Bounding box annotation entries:
-*-
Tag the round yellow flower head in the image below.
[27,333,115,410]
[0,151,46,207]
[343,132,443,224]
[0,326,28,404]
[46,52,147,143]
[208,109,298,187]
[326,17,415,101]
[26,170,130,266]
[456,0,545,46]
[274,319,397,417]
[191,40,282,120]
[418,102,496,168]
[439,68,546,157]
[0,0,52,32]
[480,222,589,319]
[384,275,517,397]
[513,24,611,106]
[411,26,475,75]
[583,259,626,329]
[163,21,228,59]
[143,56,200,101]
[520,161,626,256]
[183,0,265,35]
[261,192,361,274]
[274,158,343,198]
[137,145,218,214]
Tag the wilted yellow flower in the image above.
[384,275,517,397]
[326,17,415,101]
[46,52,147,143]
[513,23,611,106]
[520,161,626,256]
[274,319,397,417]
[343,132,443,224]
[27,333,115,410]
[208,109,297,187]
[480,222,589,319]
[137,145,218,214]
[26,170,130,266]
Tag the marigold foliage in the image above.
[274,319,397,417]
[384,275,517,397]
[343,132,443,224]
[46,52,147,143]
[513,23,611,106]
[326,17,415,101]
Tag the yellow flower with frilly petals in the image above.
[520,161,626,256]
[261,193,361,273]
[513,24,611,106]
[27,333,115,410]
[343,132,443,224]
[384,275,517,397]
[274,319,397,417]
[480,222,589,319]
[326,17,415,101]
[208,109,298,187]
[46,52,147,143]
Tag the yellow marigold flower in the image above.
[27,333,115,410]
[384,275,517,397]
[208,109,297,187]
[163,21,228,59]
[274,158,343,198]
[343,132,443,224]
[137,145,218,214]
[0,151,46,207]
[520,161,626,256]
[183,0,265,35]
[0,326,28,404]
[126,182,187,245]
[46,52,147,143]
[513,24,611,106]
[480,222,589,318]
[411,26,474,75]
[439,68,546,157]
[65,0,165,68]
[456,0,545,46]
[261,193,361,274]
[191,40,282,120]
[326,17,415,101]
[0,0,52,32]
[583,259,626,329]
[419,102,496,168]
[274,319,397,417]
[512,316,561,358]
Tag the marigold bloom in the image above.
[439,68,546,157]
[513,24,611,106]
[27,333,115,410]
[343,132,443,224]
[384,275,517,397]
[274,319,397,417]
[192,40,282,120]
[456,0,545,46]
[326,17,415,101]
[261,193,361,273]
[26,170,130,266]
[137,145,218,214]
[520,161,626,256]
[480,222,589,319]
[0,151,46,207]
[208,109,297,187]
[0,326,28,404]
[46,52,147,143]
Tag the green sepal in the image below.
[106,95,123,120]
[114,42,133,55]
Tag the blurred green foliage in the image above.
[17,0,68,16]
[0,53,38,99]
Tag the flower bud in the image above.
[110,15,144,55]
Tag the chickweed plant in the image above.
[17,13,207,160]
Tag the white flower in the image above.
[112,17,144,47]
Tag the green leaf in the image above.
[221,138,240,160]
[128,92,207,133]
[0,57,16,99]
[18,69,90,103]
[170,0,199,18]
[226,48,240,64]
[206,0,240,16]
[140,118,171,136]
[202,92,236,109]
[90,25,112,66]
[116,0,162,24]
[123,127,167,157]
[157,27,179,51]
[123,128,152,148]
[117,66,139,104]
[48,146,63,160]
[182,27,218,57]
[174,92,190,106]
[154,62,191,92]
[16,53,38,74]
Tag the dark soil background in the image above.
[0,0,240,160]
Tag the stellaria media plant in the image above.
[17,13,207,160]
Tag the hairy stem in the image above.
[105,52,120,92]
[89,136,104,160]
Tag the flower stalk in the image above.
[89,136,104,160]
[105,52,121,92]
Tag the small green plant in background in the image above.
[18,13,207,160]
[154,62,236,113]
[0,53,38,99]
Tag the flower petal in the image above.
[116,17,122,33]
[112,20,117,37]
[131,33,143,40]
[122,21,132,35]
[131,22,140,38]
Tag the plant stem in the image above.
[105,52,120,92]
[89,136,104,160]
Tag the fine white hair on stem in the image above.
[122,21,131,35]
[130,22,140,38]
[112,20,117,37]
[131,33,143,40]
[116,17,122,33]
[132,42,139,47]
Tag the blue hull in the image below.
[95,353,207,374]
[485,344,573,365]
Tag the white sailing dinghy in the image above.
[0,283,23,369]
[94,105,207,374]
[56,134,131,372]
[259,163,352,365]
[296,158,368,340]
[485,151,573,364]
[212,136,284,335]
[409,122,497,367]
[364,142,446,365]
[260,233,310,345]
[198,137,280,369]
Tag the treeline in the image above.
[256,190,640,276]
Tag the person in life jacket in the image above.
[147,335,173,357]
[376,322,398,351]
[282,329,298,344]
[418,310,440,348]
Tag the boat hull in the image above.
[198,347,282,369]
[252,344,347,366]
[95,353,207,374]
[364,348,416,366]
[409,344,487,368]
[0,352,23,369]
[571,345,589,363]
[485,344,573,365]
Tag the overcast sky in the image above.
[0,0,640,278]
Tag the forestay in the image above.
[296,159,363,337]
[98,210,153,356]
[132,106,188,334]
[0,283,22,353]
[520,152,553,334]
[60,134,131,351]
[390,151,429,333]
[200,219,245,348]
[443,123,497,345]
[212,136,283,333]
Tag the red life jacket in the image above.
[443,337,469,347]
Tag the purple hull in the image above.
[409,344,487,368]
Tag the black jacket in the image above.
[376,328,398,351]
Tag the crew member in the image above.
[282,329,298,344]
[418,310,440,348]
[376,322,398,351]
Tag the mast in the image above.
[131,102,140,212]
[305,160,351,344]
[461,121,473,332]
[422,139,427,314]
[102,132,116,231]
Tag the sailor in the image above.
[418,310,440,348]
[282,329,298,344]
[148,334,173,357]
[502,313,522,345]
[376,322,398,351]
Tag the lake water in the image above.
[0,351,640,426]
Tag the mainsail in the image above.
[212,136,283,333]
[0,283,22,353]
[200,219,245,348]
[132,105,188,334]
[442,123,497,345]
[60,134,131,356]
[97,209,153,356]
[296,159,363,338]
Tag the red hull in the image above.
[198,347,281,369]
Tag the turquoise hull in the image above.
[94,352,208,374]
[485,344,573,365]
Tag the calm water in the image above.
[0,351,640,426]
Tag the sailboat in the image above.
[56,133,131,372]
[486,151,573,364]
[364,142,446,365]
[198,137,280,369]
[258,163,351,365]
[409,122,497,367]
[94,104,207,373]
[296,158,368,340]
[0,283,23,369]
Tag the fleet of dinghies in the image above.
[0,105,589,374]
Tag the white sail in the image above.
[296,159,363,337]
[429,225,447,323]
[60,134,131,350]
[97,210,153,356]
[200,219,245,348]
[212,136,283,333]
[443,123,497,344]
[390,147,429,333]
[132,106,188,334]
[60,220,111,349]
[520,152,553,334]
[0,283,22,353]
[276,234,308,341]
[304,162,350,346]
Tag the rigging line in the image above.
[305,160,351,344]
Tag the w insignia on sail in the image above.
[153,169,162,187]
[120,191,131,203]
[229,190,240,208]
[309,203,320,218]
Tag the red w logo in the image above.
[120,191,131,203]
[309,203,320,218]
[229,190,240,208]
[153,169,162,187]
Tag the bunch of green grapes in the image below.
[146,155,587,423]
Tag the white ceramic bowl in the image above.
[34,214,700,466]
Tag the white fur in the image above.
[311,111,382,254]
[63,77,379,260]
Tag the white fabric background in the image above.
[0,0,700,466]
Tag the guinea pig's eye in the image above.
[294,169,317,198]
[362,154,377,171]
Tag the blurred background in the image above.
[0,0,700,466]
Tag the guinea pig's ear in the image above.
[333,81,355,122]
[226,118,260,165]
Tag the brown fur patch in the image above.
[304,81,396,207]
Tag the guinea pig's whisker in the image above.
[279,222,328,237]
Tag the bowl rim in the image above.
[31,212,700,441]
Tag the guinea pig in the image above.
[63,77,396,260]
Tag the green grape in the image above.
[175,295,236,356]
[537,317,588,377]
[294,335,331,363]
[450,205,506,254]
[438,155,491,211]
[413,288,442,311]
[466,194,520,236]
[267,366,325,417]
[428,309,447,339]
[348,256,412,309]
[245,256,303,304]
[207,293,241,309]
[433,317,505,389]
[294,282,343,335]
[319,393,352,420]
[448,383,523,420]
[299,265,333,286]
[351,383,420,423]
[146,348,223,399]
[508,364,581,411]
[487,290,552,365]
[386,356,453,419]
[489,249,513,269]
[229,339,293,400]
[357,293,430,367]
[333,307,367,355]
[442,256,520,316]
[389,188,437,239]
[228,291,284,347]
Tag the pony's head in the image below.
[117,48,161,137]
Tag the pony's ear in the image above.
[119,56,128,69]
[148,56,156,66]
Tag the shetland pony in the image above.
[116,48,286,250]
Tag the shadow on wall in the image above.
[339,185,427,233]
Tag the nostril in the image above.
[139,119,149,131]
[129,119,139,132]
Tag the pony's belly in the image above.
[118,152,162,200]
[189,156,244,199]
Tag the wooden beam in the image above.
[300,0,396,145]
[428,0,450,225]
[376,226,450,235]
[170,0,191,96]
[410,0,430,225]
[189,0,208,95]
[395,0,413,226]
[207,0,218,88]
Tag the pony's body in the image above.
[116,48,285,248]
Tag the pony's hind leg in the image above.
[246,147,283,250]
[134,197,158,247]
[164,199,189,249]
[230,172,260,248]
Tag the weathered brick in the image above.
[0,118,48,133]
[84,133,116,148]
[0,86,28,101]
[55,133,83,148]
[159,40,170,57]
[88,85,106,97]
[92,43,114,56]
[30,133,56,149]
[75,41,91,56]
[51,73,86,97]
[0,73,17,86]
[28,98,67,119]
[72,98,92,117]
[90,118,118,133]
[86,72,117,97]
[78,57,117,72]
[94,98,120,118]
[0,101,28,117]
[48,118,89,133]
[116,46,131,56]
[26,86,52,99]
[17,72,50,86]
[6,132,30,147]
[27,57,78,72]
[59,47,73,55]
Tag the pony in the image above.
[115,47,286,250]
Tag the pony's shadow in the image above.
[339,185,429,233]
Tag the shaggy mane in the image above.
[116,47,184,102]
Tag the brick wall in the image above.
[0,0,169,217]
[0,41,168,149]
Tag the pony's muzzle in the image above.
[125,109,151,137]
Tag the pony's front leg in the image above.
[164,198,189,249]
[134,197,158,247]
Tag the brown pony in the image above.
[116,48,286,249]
-*-
* _Objective_: Rewrite the entries from the line with "Tag the pony's head in the image below." to the line with "[129,119,139,132]", changing "nostril" to "nose opening" and leaving everything else unchanged.

* _The response_:
Tag the pony's head in the image below.
[117,48,161,137]
Tag the pony's ear in the image above.
[119,56,128,69]
[148,56,156,66]
Tag the shetland pony in the image above.
[116,48,286,250]
Tag the shadow on wall in the image above.
[339,185,427,233]
Tag the nose opening in the image above.
[139,119,149,131]
[129,119,139,132]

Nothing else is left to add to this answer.